▸ What is being asked:
Please return the lines of the items below, unchanged, from the line with "of the evergreen" up to and including the line with "[(126, 286)]". Give only those lines.

▸ Records shown:

-*-*-

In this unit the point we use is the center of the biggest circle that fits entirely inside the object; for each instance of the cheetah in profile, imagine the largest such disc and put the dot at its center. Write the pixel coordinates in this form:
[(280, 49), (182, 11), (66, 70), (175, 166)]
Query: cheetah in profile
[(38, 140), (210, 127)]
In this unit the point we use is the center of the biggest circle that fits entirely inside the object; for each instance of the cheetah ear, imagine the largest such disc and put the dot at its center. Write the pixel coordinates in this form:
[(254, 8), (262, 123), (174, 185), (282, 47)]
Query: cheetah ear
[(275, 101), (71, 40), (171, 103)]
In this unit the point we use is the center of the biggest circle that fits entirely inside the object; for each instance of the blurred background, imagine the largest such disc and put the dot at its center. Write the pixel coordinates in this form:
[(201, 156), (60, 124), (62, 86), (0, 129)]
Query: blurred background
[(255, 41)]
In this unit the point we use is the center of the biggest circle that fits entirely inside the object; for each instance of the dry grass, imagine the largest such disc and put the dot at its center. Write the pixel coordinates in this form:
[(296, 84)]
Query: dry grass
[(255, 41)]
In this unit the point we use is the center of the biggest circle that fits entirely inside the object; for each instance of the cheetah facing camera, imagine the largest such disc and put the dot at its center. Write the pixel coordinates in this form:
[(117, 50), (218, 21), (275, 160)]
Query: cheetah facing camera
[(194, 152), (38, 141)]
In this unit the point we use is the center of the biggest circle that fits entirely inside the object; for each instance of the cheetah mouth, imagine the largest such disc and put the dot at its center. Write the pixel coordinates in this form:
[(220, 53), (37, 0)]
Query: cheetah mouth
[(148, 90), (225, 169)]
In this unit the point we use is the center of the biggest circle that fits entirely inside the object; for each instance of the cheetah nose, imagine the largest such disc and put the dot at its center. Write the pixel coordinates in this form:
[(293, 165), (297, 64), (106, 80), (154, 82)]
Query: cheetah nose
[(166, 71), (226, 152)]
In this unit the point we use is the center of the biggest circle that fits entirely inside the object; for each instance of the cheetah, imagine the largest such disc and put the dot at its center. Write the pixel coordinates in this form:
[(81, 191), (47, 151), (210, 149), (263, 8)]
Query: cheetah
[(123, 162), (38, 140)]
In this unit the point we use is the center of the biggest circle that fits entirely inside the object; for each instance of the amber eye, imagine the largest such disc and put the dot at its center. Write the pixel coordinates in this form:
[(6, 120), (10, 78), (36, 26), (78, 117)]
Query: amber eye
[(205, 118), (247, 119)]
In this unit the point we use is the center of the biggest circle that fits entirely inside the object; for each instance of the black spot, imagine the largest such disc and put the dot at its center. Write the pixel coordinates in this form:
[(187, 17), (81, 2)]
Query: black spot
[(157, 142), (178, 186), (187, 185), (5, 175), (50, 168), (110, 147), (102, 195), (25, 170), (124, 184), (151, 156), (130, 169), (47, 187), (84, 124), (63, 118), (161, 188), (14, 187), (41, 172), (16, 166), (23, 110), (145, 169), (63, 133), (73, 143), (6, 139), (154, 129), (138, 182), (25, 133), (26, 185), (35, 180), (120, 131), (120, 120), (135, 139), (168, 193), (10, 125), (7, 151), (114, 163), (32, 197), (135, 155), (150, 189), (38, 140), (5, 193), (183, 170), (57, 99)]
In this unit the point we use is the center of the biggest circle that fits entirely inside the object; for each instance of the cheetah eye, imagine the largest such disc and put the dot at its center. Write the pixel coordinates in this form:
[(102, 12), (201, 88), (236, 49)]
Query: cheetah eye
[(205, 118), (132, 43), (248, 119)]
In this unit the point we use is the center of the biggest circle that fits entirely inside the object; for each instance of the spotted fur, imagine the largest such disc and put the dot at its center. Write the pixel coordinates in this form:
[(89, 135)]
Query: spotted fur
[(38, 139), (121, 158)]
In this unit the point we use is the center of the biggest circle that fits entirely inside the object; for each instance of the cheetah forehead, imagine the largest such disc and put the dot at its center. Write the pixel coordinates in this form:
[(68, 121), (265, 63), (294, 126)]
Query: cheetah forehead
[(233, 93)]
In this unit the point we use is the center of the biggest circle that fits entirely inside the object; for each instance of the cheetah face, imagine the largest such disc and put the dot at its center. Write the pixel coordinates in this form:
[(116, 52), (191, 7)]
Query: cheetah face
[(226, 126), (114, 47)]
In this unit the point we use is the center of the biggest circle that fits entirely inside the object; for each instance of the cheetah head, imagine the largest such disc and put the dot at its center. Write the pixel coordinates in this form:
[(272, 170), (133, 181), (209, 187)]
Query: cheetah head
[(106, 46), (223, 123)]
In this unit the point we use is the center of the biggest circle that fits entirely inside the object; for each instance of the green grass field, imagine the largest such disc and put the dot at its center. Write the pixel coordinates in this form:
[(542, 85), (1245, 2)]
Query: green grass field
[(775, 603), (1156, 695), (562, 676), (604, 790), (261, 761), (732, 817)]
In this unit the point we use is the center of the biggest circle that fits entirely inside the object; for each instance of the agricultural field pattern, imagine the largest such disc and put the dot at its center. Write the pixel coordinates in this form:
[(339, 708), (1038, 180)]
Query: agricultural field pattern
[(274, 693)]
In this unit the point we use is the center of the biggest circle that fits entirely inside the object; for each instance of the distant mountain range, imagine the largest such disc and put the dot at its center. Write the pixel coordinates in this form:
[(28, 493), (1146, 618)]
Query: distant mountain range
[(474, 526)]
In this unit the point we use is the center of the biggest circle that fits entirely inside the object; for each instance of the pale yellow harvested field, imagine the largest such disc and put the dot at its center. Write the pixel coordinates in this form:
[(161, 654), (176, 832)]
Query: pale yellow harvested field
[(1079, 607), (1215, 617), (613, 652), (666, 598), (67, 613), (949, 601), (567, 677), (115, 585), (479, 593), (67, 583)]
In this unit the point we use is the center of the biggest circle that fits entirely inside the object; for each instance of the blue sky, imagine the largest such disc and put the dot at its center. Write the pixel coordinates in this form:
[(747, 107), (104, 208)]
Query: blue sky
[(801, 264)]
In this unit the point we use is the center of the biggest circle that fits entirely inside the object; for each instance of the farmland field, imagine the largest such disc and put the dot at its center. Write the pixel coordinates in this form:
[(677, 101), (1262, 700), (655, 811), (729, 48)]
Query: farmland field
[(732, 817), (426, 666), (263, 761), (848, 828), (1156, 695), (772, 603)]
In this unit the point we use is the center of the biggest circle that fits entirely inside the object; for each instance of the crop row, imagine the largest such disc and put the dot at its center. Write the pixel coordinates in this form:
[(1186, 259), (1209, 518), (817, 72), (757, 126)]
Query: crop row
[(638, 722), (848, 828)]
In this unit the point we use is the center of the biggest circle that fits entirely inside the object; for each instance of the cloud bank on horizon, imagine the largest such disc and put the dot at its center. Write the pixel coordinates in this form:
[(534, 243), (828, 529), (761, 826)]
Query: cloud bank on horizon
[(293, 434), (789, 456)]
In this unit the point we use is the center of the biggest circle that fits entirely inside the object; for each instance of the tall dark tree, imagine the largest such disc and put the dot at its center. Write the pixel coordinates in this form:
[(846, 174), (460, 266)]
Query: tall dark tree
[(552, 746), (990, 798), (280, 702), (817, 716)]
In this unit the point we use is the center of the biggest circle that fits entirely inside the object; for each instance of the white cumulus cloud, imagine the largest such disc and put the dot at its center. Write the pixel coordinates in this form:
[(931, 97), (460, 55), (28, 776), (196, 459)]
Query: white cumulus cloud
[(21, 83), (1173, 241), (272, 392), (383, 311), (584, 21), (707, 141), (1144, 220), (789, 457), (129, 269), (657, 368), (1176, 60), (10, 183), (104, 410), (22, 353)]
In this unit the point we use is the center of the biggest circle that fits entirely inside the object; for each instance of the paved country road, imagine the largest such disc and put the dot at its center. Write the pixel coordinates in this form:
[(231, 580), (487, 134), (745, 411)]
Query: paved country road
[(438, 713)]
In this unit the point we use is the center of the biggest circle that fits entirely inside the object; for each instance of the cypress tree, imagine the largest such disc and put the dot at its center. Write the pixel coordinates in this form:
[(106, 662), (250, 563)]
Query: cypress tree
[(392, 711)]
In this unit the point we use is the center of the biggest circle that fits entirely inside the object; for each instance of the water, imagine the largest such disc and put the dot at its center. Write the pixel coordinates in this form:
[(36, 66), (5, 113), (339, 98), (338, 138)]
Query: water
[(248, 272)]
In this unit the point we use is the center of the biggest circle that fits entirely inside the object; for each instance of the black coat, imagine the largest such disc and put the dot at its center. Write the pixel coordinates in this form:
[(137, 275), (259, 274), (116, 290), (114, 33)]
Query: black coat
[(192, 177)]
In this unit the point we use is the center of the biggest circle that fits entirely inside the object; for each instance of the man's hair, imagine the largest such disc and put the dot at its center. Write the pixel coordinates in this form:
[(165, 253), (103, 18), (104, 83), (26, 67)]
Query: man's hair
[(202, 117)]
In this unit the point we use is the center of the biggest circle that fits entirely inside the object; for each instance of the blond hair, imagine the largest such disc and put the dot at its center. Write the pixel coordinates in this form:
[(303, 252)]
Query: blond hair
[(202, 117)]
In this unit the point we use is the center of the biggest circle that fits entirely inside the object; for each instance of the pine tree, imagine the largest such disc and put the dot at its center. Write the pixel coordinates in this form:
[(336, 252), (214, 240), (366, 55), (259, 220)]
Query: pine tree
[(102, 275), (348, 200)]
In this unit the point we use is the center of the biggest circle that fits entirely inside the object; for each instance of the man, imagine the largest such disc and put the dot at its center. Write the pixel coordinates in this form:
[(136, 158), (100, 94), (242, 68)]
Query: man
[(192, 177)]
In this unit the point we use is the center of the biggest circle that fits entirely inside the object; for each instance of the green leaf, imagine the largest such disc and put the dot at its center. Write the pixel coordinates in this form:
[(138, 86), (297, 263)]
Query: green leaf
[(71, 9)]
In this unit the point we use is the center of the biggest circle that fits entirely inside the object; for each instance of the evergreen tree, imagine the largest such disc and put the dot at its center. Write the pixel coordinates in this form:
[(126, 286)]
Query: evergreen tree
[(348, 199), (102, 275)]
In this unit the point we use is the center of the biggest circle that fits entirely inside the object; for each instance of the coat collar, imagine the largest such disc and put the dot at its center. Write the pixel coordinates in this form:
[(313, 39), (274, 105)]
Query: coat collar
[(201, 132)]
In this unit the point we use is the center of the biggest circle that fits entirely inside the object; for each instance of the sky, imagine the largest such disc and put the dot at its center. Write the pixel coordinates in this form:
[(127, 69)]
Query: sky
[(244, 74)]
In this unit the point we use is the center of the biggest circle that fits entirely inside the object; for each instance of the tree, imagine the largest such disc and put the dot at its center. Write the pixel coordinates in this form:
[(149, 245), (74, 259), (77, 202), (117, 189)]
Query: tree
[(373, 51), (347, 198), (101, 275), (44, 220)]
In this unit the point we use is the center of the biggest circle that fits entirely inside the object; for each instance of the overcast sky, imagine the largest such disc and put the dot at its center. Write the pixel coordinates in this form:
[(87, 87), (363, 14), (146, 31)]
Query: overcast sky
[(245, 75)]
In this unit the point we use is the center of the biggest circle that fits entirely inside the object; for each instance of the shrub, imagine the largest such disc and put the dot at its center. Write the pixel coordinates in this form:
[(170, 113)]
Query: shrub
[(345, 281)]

-*-*-

▸ Solution:
In this unit the point we use is the center of the biggest circle that fits entirely inside the object; for each instance of the evergreen tree, imagine the largest such disc and put the dot at its center. Write the pixel coordinates in this form:
[(126, 286)]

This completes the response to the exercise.